Segment Start: RECORD EXTRACTS

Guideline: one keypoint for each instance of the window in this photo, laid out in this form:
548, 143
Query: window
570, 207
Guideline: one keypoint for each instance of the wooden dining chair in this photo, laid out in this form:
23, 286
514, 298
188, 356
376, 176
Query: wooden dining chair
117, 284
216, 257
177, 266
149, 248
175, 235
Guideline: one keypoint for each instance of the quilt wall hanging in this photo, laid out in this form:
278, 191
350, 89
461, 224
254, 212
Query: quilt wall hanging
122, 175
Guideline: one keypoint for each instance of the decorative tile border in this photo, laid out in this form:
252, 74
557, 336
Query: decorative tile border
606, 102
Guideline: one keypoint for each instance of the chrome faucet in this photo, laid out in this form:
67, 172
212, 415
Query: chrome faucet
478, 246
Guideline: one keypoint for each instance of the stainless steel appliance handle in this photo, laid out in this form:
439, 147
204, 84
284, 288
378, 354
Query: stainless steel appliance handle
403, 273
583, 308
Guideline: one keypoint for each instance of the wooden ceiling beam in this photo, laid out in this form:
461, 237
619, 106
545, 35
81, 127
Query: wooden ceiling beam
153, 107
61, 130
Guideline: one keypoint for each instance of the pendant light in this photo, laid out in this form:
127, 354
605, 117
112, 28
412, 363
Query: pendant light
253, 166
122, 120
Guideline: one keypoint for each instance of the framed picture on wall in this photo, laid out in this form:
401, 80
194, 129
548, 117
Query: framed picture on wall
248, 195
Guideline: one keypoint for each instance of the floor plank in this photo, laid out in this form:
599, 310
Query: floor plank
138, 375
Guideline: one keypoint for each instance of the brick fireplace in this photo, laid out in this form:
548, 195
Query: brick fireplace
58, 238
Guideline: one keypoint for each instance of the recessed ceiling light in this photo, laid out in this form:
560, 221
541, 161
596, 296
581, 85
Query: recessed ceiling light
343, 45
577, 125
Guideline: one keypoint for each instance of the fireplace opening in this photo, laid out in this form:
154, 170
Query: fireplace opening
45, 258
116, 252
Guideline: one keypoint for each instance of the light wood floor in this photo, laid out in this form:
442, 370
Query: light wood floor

Segment End: RECORD EXTRACTS

### WORK TO BE COMPLETED
In full and verbatim, repeat the records given above.

### SOLUTION BELOW
Guideline: one keypoint for each instance of the window in this photo, laid out in this form:
548, 143
Query: window
570, 207
Guideline: one keypoint for each instance of the wooden dining chair in this photo, laid out in this form:
23, 286
514, 298
188, 356
376, 176
Query: wooden dining chair
117, 284
216, 257
177, 266
149, 248
175, 235
Guideline: one keypoint for each instance of the quilt wall hanging in this photo, laid out in this form:
278, 191
350, 89
461, 224
254, 212
Query: quilt wall hanging
122, 175
Guideline: one keypoint for each instance of the decorative tile border in this photo, laid out in this form:
252, 74
557, 336
Query: decorative tile border
606, 102
Guideline: one keypoint for each instance of the chrome faucet in this photo, laid out in this form:
67, 172
212, 415
Query: chrome faucet
478, 246
Guideline: one keypoint for each instance of the stainless steel appliance handle in this photo, laid out in this form:
439, 147
204, 84
284, 288
378, 354
Query: stainless steel appliance handle
403, 273
583, 308
Guideline: one keypoint for each instance of the wooden ceiling beam in this photo, laid out in this form:
461, 237
619, 106
545, 35
81, 127
Query: wooden ceiling beam
153, 107
61, 130
Guideline: one keypoint for each instance of the pendant light in this photo, laid out in this form:
127, 354
605, 117
112, 28
412, 363
Query: pendant light
253, 166
122, 120
Guideline: one keypoint for each instance of the framed picture on wall in this photo, laid out in this form:
401, 80
194, 129
548, 117
Query: framed picture on wall
248, 195
Guideline: one keypoint for each instance of the floor plank in this photo, laid out in this form:
599, 310
Query: floor plank
138, 375
Guideline: one keypoint for each instance of the brick fireplace in this photo, laid out in this form:
548, 195
Query: brick fireplace
58, 238
Guideline: one keypoint for each instance of the recessed ceiling light in this photo, laid out in this form:
560, 221
541, 161
596, 296
581, 85
Query: recessed ceiling light
343, 45
577, 125
Guideline: one keypoint for each instance of the fireplace opening in this photo, laid out in this form:
154, 170
Query: fireplace opening
45, 258
116, 252
Guideline: one keypoint for each instance of the light wood floor in this photo, laid out in this form:
442, 370
Query: light wood floor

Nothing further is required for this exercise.